**Activity 1:**
Translate this sentence from the horseshoe crab article into Spanish: "That fluid is added to whatever material a researcher is testing for safety."
**Activity 2:**
In the horseshoe crab article, which company is John Dubczak an executive director with?
**Activity 3:**
Write a continuation of the horseshoe crab article, starting after its last sentence.
BEGIN Provided text
The horseshoe crab's fluorescent blue blood is its best line of defense against toxins. For 40 years, humans have harnessed that same power to help keep us safe.
GREENVILLE, S.C. – Allen Burgenson had a job, his father explained as they stood on the sand.
This was Allen's first fishing trip, but he wasn't going to take anything from the bay. He was to return the water's gifts to the deep, where they'd belonged for hundreds of millions of years.
If he spotted a horseshoe crab on its back, his father said as he held Allen's hand, that meant it was in trouble and needed Allen's help to get home. Allen just had to flip it over. Its 10 legs could make it the rest of the way back to the crashing waves.
Allen did just that on that day in 1963 in Sandy Hook, New Jersey, when he was 3 years old. That's what he still does today. Whenever Burgenson enjoys a stroll along the East Coast, he is still a lookout for the stranded sea creature that's unlike anything else on the planet.
In 1963, Burgenson didn't know that inside each of those ancient animals he saved was something that would help save millions of us during his lifetime.
In 2020, the horseshoe crab is poised to assume a vital role in a drug the whole world awaits, a COVID-19 vaccine.
Around the same time Burgenson was a boy on a beach, Jack Levin and Frederik Bang collaborated on horseshoe crab blood experiments. Their work led to a process that channels the almost magical force of the horseshoe crab's immune system, one that's helped the animal survive longer than most of the species that ever roamed the Earth or scurried across the ocean floor.
'The world's health care can thank the horseshoe crab'
Since the late 1970s, horseshoe crab blood has been approved to make what's called the Limulus amebocyte lysate test, or the LAL test – an alarm system triggered by a type of bacteria that can cause fever, and in some cases, death.
It works like this: A mixture of lysate is made from the horseshoe crab's amebocyte or blood cells. That fluid is added to whatever material a researcher is testing for safety. Depending on the test, the fluid will either clot or change color to signal the presence of a dangerous toxin.
John Dubczak, an executive director with Charles River Laboratories, one of the companies licensed by the U.S. Food and Drug Administration to produce the LAL test, said it "has unequivocally elevated the quality and safety of injectable pharmaceutical drugs and medical devices, and that includes all of vaccines that protect us."
END Provided text
BEGIN Information shown
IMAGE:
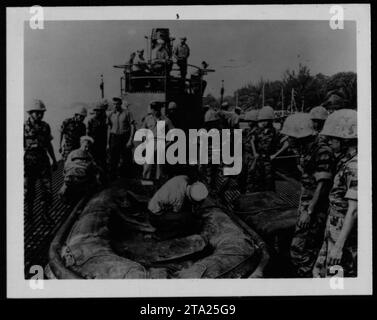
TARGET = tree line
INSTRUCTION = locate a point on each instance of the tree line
(297, 91)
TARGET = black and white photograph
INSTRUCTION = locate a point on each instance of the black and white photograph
(183, 145)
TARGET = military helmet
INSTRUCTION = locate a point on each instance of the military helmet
(101, 105)
(318, 113)
(211, 115)
(251, 115)
(197, 191)
(266, 113)
(298, 125)
(86, 138)
(82, 111)
(172, 105)
(341, 124)
(225, 105)
(36, 105)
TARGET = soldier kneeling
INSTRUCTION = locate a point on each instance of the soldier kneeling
(81, 174)
(174, 206)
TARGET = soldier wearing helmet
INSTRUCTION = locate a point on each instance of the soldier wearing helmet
(81, 174)
(266, 144)
(247, 176)
(97, 129)
(71, 131)
(209, 172)
(174, 116)
(318, 115)
(315, 163)
(155, 171)
(122, 128)
(181, 53)
(340, 241)
(173, 208)
(37, 148)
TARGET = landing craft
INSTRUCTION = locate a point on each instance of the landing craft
(141, 88)
(107, 235)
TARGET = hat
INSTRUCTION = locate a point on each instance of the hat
(36, 105)
(172, 105)
(117, 99)
(197, 191)
(155, 104)
(86, 138)
(82, 111)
END Information shown
**Exercise answer 1:**
Ese líquido se añade a cualquier material cuya seguridad esté evaluando un investigador.

**Exercise answer 2:**
Charles River Laboratories.

**Exercise answer 3:**
The crab usually no bigger than about 19 inches across, has a significance that outsizes its foot – or claw – print. The Limulus polyphemus, or Atlantic horseshoe crab, lives only up and down the East Coast and a small part of Central America. Less than half a million horseshoe crabs were brought to biomedical facilities in 2018, according to the most recently published data from the Atlantic States Marine Fisheries Commission.
"The world's health care can thank the horseshoe crab," Burgenson said.
On Sept. 16, Robert Redfield, director of the Centers for Disease Control and Prevention, told a Senate panel that a vaccine might not be ready until next year. On the same day he testified, the novel coronavirus cases totaled about 30 million globally, and there were about 942,000 associated deaths.
No matter what vaccine in trial wins the race to market, LAL will be the standard to test the safety of any materials that go into the medication, as well as the final product itself. All of that LAL will come from four production facilities in South Carolina, Massachusetts, Maryland and Virginia.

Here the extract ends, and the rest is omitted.